练习题目:
1: 把介绍tensorboardX用法的文章中从“#每10个batch画个点用于loss曲线”起到“res = net(Variable(images))”为止（含这两处）的文字照原样抄录下来。
2: 紧接介绍tensorboardX用法的文章的最后一句，往下续写这篇文章。

正文节选:
· · ·
[Pytorch]PyTorch使用tensorboardX(转

[Pytorch]PyTorch使用tensorboardX(转

文章来源: https://zhuanlan.zhihu.com/p/35675109
https://www.aiuai.cn/aifarm646.html

之前用pytorch是手动记录数据做图,总是觉得有点麻烦。学习了一下tensorboardX,感觉网上资料有点杂,记录一下重点。由于大多数情况只是看一下loss,lr,accu这些曲线,就先总结这些,什么images,audios以后需要再总结。


1.安装:有各种方法,docker安装,使用logger.py脚本调用感觉都不简洁。现在的tensorboardX感觉已经很好了,没什么坑。在命令行pip安装即可

pip install tensorboardX

2.调用

from tensorboardX import SummaryWriter
writer = SummaryWriter('log')

writer就相当于一个日志,保存你要做图的所有信息。第二句就是在你的项目目录下建立一个文件夹log,存放画图用的文件。刚开始的时候是空的。


训练的循环中,每次写入 图像名称,loss数值, n_iteration

 writer.add_scalar('Train/Loss', loss.data[0], niter)


验证的循环中,写入预测的准确度即可:

 writer.add_scalar('Test/Accu', correct/total, niter)


为了看得清楚一点,我把整个train_eval写一起了

def train_eval(epoch):
    running_loss = 0.0
    for i, data in enumerate(trainloader, 0):
        inputs, labels = data
        inputs, labels = Variable(inputs), Variable(labels)
        optimizer.zero_grad()
        outputs = net(inputs)
        loss = criterion(outputs, labels)
        loss.backward()
        optimizer.step()
        running_loss += loss.data[0]
        #每2000个batch显示一次当前的loss和accu
        if i % 2000 == 1999:   
            print('[epoch: %d, batch: %5d] loss: %.3f' %
                  (epoch + 1, i+1, running_loss / 2000))
            running_loss = 0.0
            print('[epoch: %d, batch: %5d] Accu: %.3f' %(epoch + 1, i+1, correct/total))
        
        #每10个batch画个点用于loss曲线
        if i % 10 == 0:
            niter = epoch * len(trainloader) + i
            writer.add_scalar('Train/Loss', loss.data[0], niter)
        
        #每500个batch全验证集检测,画个点用于Accu
        if i % 500 == 0:
            correct = 0
            total = 0
            for data in testloader:
                images, target = data
                res = net(Variable(images))
                _, predicted = torch.max(res.data, 1)
                total += labels.size(0)
                correct += (predicted == target).sum()
            writer.add_scalar('Test/Accu', correct/total, niter)

3.显示

会发现刚刚的log文件夹里面有文件了。在命令行输入如下,载入刚刚做图的文件(那个./log要写完整的路径)

tensorboard --logdir=./log

在浏览器输入:

http://0.0.0.0:6006/

就可以看到我们做的两个图了

[Pytorch]PyTorch使用tensorboardX(转_第1张图片

tensorboardX

tensorboardX 可视化模块 - EN

tensorboardX 可视化模块 - ZH

tensorboardX 用于 Pytorch (Chainer, MXNet, Numpy 等) 的可视化库.
· · ·
数据列表:
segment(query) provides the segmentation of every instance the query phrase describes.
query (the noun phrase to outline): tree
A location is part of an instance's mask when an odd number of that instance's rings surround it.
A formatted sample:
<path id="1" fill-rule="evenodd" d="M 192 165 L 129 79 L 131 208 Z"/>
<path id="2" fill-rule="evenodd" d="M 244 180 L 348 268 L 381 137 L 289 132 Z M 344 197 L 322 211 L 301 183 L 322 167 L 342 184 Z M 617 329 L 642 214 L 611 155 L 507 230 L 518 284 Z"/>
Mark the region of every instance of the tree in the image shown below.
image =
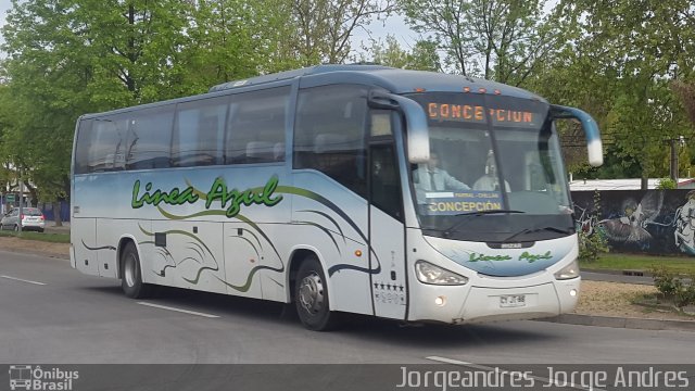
· · ·
参考答案:
1:
#每10个batch画个点用于loss曲线
        if i % 10 == 0:
            niter = epoch * len(trainloader) + i
            writer.add_scalar('Train/Loss', loss.data[0], niter)
        
        #每500个batch全验证集检测,画个点用于Accu
        if i % 500 == 0:
            correct = 0
            total = 0
            for data in testloader:
                images, target = data
                res = net(Variable(images))

2:
类似于 TensorFlow 的 tensorboard 模块.

tensorboard 采用简单的函数调用来写入 TensorBoard 事件.

  • 支持 scalar, image, figure, histogram, audio, text, graph, onnx_graph, embedding, pr_curvevideo summaries.
  • demo_graph.py 的要求:tensorboardX>=1.2,pytorch>=0.4.

安装

sudo pip install tensorboardX
#
sudo pip install git+https://github.com/lanpa/tensorboardX

1. TensorBoardX 使用 Demo

demo.py

# demo.py

import torch
import torchvision.utils as vutils
import numpy as np
import torchvision.models as models
from torchvision import datasets
from tensorboardX import SummaryWriter

resnet18 = models.resnet18(False)
writer = SummaryWriter()
sample_rate = 44100
freqs = [262, 294, 330, 349, 392, 440, 440, 440, 440, 440, 440]

for n_iter in range(100):

    dummy_s1 = torch.rand(1)
    dummy_s2 = torch.rand(1)
    # data grouping by `slash`
    writer.add_scalar('data/scalar1', dummy_s1[0], n_iter)
    writer.add_scalar('data/scalar2', dummy_s2[0], n_iter)

    writer.add_scalars('data/scalar_group', {
          'xsinx': n_iter * np.sin(n_iter),
                                             'xcosx': n_iter * np.cos(n_iter),
                                             'arctanx': np.arctan(n_iter)}, n_iter)

    dummy_img = torch.rand(32, 3, 64, 64)  # output from network
    if n_iter % 10 == 0:
        x = vutils.make_grid(dummy_img, normalize=True, scale_each=True)
        writer.add_image('Image', x, n_iter)

        dummy_audio = torch.zeros(sample_rate * 2)
        for i in range(x.size(0)):
            # amplitude of sound should in [-1, 1]
            dummy_audio[i] = np.cos(freqs[n_iter // 10] * np.pi * float(i) / float(sample_rate))
        writer.add_audio('myAudio', dummy_audio, n_iter, sample_rate=sample_rate)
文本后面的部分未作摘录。